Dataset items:
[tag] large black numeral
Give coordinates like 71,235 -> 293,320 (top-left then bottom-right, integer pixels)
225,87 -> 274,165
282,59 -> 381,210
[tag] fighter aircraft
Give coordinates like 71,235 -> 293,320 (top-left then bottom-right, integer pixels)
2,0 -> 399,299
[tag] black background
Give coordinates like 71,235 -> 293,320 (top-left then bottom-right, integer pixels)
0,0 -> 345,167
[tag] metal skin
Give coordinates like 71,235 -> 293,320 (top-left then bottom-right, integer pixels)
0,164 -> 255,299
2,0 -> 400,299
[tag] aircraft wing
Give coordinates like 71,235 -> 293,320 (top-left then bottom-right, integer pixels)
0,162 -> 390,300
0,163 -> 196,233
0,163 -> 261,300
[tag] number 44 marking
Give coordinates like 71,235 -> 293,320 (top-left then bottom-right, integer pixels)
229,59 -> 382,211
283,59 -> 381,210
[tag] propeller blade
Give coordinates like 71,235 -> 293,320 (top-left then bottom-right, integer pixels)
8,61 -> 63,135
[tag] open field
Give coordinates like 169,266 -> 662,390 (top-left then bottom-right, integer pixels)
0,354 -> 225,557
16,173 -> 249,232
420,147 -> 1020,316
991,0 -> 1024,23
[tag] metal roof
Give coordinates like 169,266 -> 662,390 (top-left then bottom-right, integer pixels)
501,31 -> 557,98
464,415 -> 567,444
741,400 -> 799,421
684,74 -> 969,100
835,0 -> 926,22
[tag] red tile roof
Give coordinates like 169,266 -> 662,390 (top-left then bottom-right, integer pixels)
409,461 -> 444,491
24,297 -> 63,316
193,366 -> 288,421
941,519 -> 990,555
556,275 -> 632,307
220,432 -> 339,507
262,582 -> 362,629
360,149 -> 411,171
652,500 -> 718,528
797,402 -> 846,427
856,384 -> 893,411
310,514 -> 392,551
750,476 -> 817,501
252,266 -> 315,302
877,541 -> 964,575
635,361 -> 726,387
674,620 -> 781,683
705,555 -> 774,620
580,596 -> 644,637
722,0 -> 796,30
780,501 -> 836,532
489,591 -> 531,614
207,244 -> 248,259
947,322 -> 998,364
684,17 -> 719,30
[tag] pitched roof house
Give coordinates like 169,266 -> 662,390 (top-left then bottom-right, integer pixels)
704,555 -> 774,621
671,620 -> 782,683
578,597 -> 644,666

**Problem**
If a line in the records contains "aircraft", report it.

**Solution for this problem**
[tag] fighter aircraft
[tag] aircraft wing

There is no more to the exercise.